__SUPPLIED PASSAGE__
>> BEGIN

Friday, January 20, 2006

The Tattlesnake -- Still Breaking the News Wind Edition

Around the Horn with the Canned Corn, the Fatuously Forlorn and a Samson Soon-To-Be Shorn

-- Was anybody fooled by Hillary's little 'plantation' charade on MLK Day? Somebody on her staff checked the polls and discovered -- surprise! -- that Sen. Mrs. Clinton wasn't doing so hot with the Dem base after her run to the right on flag-burning and other gas-bag issues, so they 'planted' the inflammatory word 'plantation' in her speech, knowing full well that it would get wall-to-wall coverage by the neocon-friendly mass media, always ready to regurgitate the latest empty outrage of the booby-hatch righties. But it also served as an unpaid campaign commercial to black folks and others on the left that says 'I'm one of you' even though her liberal credentials are in tatters. Hill and Bill have vast experience cranking the tail on the GOP bull elephant to make it roar, so watch for these kind of free attention-getters to increase in the future as H.C. makes her mad but futile dash for the White House, especially as the public's dislike for all things Republican continues to grow.

-- Tattlesnake was highly amused the other day watching President Go-It-Alone in action with German Chancellor Angela Merkel calling for 'diplomacy' and 'unity' in dealing with the Iranian nuke problem. Ha, ha, Dub, you've just admitted that with the U.S. military bogged down in your Iraq debacle and your volunteer army reduced to chasing kids who can't graduate from high school for cannon fodder, you don't have the muscle to invade Iran. Since the Europeans aren't dumb enough to sacrifice their kids in a bloody land war in Iran (even Blair can't slip this loser by the British public), that leaves Bush with three options: (1.) Ignore the problem; (2.) Continue air strikes against Iran which, while they may inflame the populace against us, will do nothing to disturb their nuclear plans and may even accelerate the Iran atomic WMD timetable; or (3.) use our own nuclear weapons against them.

If we're lucky, Bush will do (1.). Even if the Iranians develop a nuclear device, they have limited options in delivery systems since they possess no long-range bombers or ICBMs, so the U.S. and most of Europe is safe. And they are well aware that if they dropped the 'Big One' on Israel, America and the other nations of the world would flatten Iran to a glass pancake, following the principle of Mutual Assured Destruction (MAD). They also are not crazy enough to hand over a nuke to a terrorist group: first, if it were traced to them, the same MAD principle would be invoked and, second, you can never be sure when your friends might turn against you. (Refer to the U.S.-friendly Osama-led Mujahedin in Afghanistan in the 1980s to the Osama-led Al-Qaeda today.)

>> END

__WORK TO DO__
a) Write out the passage of the Tattlesnake post that begins at the words "-- Tattlesnake was" and stops after "weapons against them.".
b) According to the Tattlesnake post, what do the Iranians lack that leaves them limited options in delivery systems?
c) Carry on the Tattlesnake post from its last sentence.

__COLLECTED DATA__

>> BEGIN

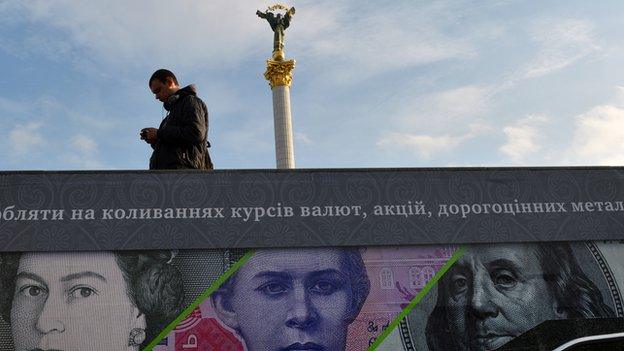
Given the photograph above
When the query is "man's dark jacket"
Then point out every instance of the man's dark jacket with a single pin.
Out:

>> END

__THE REPLIES__
a)
-- Tattlesnake was highly amused the other day watching President Go-It-Alone in action with German Chancellor Angela Merkel calling for 'diplomacy' and 'unity' in dealing with the Iranian nuke problem. Ha, ha, Dub, you've just admitted that with the U.S. military bogged down in your Iraq debacle and your volunteer army reduced to chasing kids who can't graduate from high school for cannon fodder, you don't have the muscle to invade Iran. Since the Europeans aren't dumb enough to sacrifice their kids in a bloody land war in Iran (even Blair can't slip this loser by the British public), that leaves Bush with three options: (1.) Ignore the problem; (2.) Continue air strikes against Iran which, while they may inflame the populace against us, will do nothing to disturb their nuclear plans and may even accelerate the Iran atomic WMD timetable; or (3.) use our own nuclear weapons against them.

b) They possess no long-range bombers or ICBMs.

c)
Option (2.) does nothing but create more Iranians who hate us and makes it harder for moderates in Iran to gain power. It is also a great waste of taxpayer money, so Bush will probably continue on this course, since he has a talent for always doing the wrong thing, but this will not stop the deep underground bunkers developing Iranian WMD; indeed, it might hasten their completion; the Iranians know full well that the only way to protect themselves from an American invasion is to have some nukes in the inventory, just like dangerous rogue-state North Korea. As we now know, Bush only invades countries that don't have WMD.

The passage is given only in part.